(Spatial localization data)
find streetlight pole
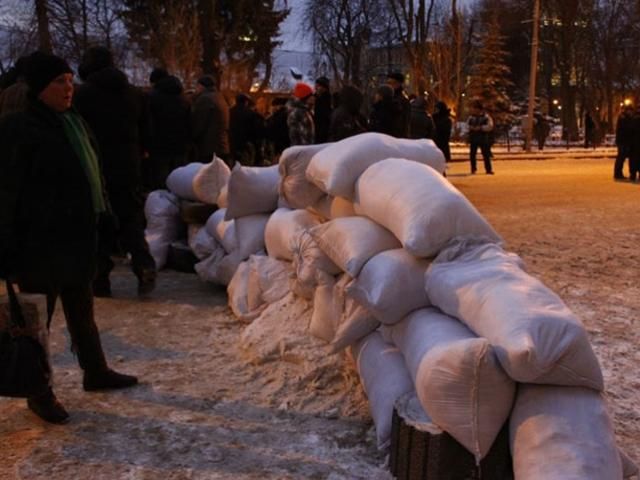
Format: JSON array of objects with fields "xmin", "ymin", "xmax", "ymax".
[{"xmin": 525, "ymin": 0, "xmax": 541, "ymax": 151}]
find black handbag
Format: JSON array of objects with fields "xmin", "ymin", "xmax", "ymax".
[{"xmin": 0, "ymin": 281, "xmax": 51, "ymax": 398}]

__WHAT THE TASK REQUIRES__
Working through the entries above, copy every line in which "find" is found.

__RESULT OF THE TASK__
find streetlight pole
find black handbag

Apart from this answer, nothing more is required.